TASK BRIEF: Reproduce every one of the following items line for line, changing nothing.

---

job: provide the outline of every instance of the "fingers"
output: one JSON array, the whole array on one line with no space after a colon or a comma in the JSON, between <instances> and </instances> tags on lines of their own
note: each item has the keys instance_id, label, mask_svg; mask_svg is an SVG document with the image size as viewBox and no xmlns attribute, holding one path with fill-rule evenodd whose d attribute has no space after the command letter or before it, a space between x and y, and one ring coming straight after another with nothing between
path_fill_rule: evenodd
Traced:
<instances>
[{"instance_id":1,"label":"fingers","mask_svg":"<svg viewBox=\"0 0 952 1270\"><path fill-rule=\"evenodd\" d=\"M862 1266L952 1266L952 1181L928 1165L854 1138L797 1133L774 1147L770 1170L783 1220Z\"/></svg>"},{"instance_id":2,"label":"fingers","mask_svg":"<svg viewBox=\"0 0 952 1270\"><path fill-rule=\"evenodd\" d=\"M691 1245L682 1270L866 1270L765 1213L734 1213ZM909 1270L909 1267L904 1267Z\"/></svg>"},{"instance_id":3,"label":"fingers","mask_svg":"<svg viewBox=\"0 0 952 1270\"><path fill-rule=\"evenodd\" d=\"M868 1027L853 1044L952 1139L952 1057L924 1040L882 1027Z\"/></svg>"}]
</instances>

---

ANSWER:
job: provide the outline of every instance of the "fingers"
output: one JSON array, the whole array on one line with no space after a colon or a comma in the JSON, between <instances> and </instances> tags on lines of their own
note: each item has the keys instance_id, label, mask_svg; mask_svg is an SVG document with the image size as viewBox and no xmlns attribute, holding one path with fill-rule evenodd whose d attribute has no space after the command letter or before it, a space between x and y, and one ring coming straight after another with nothing between
path_fill_rule: evenodd
Traced:
<instances>
[{"instance_id":1,"label":"fingers","mask_svg":"<svg viewBox=\"0 0 952 1270\"><path fill-rule=\"evenodd\" d=\"M862 1266L952 1266L952 1181L928 1165L854 1138L797 1133L774 1147L770 1170L783 1220Z\"/></svg>"},{"instance_id":2,"label":"fingers","mask_svg":"<svg viewBox=\"0 0 952 1270\"><path fill-rule=\"evenodd\" d=\"M691 1245L682 1270L866 1270L765 1213L734 1213ZM909 1270L909 1267L904 1267Z\"/></svg>"},{"instance_id":3,"label":"fingers","mask_svg":"<svg viewBox=\"0 0 952 1270\"><path fill-rule=\"evenodd\" d=\"M868 1027L853 1044L952 1139L952 1057L924 1040L882 1027Z\"/></svg>"}]
</instances>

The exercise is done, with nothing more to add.